А которые роды в вышенисанных честях и в знатных посылках не были, а с царствования Михаила Феодоровича и при нем, государе, были
в полковых воеводах, и в послах, и в посланниках, и в знатных каких нибудь посылках, и в иных честных чинах и в десятнях (в войсковых списках) в
первой статье написаны, и тех родов имена также написать в особую книгу со свидетельством. А которые в тех вышеписанных честных и знатных чинах
не были, а в десятнях написаны в средней и в меньшей статьях. и тех имена написать в особую книгу. А кто из нижних чинов за службы отцов своих
или за свои написаны в московские чины. и тех имена написать в особую же книгу по их росписям, и быть всем во всех чинах без мест.
Быть может, некоторые спросят: как же это вдруг сделалось? Легко, без всякого сопротивления отменен вековой обычай, отменен без малейшего
сопротивления со стороны тех людей, которые шли в тюрьму и под кнут, отстаивая родовую честь? Отменен не железною волею Петра, но волею слабого,
умирающего Феодора? На этот вопрос ответим вопросом же: что можно было возразить на слова царя и патриарха, порицавших местничество? Что можно
было привести в защиту этого обычая? Всякий, при случае , считал своею обязанностью отстаивать родовую честь, идти для этого в тюрьму и под
кнут, но при случае, когда он знал, что следствием этого случая будет бесчестье, позор и укоризны; так и в последнем случае служилых людей
росписали по новому в разные войсковые должности, и они бьют челом, что члены других родов в эти должности не назначены, так не было бы им от
них после бесчестья и лучше всего уничтожить места. Все восставали при случае , но за местничество вообще, как за что то полезное и
нравственное, никому восстать было нельзя. Восстали с непреодолимым упорством за старые книги, но потому, что по ним молились отцы и деды, но
ним спасались святые угодники, и потому, что авторитет нововводителей был заподозрен; но нельзя было отстаивать местничество за то только, что
предки из за него вовлекались в богоненавистное, дьявольское дело, во вражду. Но если так, если местничество само в себе ни в чьих глазах не
могло иметь никакого оправдания, то почему же его не уничтожили гораздо прежде? На это отвечать легко: для всего в истории есть свое время.

## Приведенные записи
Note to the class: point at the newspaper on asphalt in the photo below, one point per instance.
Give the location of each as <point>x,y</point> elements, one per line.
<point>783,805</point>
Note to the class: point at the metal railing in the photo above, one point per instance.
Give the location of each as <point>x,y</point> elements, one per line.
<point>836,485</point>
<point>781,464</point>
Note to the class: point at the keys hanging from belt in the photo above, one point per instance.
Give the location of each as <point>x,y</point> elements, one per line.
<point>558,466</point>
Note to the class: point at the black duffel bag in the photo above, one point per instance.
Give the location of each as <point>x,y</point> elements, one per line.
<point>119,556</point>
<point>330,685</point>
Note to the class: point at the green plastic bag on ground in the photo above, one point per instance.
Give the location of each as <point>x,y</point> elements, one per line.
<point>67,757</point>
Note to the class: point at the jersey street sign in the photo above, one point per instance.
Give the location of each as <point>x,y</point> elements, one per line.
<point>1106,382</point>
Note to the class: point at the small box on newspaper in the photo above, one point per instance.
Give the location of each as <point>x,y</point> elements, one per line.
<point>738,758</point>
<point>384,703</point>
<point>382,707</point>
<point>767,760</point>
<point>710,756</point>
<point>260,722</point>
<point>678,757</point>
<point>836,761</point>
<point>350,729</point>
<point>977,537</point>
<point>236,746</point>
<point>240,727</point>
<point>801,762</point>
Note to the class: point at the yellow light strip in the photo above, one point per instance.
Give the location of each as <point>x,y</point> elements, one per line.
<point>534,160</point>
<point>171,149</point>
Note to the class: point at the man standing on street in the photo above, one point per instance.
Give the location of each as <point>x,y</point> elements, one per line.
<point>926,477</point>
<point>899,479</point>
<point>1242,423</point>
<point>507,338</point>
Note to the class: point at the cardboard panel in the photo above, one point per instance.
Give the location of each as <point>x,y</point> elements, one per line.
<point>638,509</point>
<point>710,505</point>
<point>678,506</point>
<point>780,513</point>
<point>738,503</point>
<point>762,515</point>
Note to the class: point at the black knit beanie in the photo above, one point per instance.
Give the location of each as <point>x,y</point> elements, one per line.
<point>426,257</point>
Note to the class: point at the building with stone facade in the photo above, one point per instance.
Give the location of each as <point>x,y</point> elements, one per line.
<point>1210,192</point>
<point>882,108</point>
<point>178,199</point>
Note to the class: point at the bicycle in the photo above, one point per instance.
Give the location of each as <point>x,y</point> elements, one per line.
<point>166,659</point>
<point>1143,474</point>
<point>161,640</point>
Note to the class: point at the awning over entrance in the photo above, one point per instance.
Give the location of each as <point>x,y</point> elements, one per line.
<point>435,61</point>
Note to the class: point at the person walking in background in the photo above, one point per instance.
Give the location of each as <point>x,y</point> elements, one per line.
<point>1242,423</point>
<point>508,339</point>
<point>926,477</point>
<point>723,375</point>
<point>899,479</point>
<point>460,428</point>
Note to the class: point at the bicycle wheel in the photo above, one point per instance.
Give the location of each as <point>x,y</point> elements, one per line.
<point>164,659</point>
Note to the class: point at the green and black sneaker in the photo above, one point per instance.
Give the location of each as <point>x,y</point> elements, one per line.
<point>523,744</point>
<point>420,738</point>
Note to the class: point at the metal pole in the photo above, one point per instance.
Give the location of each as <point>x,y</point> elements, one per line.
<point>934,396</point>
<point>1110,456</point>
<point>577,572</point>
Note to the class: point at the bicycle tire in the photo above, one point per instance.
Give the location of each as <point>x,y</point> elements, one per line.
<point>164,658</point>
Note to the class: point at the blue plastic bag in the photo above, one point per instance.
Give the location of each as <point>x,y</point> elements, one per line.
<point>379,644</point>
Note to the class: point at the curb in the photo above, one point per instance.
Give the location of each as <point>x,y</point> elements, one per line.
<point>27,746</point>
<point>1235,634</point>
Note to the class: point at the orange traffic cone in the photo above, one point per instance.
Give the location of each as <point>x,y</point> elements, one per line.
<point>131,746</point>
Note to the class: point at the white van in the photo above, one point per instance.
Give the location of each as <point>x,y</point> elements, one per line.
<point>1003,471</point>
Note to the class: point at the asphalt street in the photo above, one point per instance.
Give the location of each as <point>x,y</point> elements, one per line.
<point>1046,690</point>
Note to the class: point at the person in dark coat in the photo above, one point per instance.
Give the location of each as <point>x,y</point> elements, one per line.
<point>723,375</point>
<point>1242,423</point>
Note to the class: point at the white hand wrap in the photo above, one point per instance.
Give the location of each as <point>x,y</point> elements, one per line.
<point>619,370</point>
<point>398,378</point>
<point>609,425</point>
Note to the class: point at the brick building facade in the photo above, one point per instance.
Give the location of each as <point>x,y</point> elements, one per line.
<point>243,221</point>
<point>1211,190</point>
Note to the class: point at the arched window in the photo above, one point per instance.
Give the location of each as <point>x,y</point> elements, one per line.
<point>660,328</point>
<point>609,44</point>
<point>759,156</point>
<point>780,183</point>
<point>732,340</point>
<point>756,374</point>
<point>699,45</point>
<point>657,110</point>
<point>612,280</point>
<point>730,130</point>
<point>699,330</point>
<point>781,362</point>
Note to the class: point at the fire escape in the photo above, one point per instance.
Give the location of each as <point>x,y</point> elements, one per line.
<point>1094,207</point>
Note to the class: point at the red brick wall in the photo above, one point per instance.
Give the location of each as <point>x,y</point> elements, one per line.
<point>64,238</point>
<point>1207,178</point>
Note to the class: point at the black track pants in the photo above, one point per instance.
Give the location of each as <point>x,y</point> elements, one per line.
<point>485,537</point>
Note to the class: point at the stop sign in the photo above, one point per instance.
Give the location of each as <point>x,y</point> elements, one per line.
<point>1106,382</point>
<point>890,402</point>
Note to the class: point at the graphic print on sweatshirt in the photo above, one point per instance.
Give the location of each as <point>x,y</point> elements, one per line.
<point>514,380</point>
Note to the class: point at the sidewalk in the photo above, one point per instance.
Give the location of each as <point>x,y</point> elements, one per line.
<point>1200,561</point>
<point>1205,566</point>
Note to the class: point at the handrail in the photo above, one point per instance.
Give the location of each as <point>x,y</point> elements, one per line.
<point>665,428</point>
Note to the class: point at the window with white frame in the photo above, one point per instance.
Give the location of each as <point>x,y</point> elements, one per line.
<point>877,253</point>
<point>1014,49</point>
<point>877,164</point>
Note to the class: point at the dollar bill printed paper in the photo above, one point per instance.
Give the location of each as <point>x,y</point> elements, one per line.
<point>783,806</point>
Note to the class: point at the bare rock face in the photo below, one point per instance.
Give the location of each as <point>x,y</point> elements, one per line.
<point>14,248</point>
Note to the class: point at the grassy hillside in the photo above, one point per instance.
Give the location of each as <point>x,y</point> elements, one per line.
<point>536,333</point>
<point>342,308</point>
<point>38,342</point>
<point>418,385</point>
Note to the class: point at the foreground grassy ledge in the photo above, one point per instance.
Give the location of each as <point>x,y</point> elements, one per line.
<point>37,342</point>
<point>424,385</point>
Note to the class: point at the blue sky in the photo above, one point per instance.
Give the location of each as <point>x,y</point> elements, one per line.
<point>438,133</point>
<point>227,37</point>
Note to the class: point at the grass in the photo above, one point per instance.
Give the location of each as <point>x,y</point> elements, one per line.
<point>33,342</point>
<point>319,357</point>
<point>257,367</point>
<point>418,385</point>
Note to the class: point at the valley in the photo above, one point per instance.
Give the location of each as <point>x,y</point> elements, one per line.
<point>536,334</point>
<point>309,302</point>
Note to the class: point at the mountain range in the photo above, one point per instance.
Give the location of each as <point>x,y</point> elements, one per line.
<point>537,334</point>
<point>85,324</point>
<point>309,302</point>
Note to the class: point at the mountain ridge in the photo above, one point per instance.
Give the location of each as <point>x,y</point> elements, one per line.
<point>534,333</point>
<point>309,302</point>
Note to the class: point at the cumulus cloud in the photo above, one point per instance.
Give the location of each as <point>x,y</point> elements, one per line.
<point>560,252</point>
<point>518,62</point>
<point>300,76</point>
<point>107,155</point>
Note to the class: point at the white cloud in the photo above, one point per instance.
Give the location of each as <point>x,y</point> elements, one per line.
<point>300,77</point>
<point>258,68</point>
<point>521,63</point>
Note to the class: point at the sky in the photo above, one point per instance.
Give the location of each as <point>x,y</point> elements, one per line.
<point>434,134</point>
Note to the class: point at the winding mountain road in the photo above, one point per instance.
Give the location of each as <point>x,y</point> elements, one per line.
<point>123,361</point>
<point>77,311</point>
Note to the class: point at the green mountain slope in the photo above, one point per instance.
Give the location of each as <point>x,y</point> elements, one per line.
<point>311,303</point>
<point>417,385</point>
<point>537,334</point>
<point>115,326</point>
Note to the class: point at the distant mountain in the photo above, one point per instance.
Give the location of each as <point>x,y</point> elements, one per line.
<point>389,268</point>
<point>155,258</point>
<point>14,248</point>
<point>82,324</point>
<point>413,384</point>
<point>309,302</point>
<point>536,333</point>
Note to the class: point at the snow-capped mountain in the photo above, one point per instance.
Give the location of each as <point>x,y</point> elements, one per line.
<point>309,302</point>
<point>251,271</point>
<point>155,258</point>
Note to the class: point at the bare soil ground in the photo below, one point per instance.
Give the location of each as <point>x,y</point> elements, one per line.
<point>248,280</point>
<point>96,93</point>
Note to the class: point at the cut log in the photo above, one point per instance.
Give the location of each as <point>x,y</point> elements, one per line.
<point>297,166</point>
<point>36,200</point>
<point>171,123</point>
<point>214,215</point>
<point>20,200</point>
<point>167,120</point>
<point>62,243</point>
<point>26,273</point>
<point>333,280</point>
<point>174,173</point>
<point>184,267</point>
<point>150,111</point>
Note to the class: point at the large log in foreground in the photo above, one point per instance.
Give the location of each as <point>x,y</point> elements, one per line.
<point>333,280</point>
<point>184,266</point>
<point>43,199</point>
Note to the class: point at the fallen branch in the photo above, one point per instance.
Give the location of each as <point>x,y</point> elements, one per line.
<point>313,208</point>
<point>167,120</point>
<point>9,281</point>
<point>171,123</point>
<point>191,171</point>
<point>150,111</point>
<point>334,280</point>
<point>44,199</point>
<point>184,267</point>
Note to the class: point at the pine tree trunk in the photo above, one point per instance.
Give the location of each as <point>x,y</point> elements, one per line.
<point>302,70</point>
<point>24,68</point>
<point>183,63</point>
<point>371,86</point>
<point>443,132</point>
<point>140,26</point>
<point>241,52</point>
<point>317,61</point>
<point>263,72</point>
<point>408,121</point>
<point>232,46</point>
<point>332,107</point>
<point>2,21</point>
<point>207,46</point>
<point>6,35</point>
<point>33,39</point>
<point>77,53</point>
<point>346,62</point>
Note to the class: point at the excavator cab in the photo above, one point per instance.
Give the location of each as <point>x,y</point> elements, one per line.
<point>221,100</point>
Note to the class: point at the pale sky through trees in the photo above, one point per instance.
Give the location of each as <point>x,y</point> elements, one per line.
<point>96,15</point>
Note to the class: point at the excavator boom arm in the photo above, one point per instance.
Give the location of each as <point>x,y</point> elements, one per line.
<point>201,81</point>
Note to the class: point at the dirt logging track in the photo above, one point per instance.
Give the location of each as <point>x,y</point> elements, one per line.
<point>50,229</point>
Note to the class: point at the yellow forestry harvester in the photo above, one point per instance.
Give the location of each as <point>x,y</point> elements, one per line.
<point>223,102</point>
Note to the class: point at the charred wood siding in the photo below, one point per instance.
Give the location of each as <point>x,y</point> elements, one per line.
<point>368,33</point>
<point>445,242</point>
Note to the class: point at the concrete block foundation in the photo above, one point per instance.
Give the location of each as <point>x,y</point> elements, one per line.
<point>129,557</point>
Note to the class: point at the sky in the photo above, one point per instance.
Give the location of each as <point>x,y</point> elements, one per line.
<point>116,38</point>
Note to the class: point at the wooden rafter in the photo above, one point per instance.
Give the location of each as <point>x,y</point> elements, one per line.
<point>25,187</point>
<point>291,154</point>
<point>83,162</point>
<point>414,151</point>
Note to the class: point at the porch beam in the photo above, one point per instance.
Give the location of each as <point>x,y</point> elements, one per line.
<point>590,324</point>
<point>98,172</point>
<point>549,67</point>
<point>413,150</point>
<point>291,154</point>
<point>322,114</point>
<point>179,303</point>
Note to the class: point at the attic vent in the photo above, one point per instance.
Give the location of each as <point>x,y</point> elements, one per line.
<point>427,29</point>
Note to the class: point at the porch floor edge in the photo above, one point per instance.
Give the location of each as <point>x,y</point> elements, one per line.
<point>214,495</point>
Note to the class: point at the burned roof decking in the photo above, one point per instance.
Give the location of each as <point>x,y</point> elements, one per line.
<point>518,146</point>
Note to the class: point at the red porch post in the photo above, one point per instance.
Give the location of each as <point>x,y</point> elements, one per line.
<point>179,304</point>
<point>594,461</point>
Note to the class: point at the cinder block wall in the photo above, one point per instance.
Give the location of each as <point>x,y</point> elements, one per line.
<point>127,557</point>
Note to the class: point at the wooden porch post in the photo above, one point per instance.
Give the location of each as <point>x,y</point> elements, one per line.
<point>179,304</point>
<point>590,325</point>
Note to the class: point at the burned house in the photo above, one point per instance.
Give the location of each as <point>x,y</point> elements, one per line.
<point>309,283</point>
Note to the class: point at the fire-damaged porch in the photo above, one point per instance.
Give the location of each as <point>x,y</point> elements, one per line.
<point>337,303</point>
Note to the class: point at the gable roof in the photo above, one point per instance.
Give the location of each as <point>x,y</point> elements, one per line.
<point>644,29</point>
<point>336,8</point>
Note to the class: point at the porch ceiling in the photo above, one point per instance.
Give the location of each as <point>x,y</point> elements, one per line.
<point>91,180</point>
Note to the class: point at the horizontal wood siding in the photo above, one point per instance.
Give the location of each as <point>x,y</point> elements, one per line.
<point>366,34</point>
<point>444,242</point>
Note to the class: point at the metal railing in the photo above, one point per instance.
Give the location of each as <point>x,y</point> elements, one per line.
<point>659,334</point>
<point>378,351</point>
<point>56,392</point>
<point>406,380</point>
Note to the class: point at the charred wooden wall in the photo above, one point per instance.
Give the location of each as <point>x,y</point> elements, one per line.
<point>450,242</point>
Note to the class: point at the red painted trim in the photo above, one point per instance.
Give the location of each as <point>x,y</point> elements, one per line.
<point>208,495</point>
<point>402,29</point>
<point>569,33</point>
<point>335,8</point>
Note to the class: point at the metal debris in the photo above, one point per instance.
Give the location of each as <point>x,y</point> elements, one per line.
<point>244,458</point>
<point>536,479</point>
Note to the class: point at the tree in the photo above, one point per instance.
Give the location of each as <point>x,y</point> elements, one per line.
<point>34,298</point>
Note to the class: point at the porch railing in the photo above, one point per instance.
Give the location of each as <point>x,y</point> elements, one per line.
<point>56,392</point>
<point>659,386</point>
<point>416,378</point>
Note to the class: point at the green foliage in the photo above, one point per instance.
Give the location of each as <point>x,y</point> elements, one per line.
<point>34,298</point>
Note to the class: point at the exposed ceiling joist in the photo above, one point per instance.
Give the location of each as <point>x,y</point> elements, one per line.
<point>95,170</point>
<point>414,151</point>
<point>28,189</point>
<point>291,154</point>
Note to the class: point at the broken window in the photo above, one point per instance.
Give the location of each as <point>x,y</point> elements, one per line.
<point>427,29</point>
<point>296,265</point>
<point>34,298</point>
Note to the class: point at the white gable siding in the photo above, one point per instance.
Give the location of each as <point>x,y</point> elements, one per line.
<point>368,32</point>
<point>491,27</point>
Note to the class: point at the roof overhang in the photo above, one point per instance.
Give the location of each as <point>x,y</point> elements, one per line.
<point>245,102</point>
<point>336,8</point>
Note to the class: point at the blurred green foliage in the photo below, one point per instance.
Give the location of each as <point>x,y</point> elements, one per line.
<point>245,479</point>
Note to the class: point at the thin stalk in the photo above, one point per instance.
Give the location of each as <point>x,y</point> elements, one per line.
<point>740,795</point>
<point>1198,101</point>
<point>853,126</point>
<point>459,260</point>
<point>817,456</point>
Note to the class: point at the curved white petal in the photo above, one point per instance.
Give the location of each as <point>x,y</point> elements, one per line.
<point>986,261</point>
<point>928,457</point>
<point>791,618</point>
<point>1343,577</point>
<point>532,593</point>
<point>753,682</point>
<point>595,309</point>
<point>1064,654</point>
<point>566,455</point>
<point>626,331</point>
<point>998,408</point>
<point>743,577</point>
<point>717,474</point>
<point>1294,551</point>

## Задание 1
Что, согласно тексту об отмене местничества, следовало сделать с именами тех выходцев из нижних чинов, кто за службы отцов или за свои был написан в московские чины?
## Задание 2
Объясните, почему, как сказано в тексте об отмене местничества, никто не мог восстать за местничество вообще.
## Задание 3
Перепишите часть текста об отмене местничества со слов "А которые роды" до слов "чинах без мест." включительно, заменив "десятнях" на "войсковых списках".
Записи здесь никакой роли не играют.

## Верный ответ 1
Их имена следовало записать в особую книгу по их росписям.

## Верный ответ 2
Отстаивать местничество как нечто полезное и нравственное было невозможно: в его защиту нечего было привести, кроме того, что предки из-за него вовлекались в богоненавистное, дьявольское дело, во вражду. Само по себе местничество ни в чьих глазах не имело оправдания.

## Верный ответ 3
А которые роды в вышенисанных честях и в знатных посылках не были, а с царствования Михаила Феодоровича и при нем, государе, были
в полковых воеводах, и в послах, и в посланниках, и в знатных каких нибудь посылках, и в иных честных чинах и в войсковых списках (в войсковых списках) в
первой статье написаны, и тех родов имена также написать в особую книгу со свидетельством. А которые в тех вышеписанных честных и знатных чинах
не были, а в войсковых списках написаны в средней и в меньшей статьях. и тех имена написать в особую книгу. А кто из нижних чинов за службы отцов своих
или за свои написаны в московские чины. и тех имена написать в особую же книгу по их росписям, и быть всем во всех чинах без мест.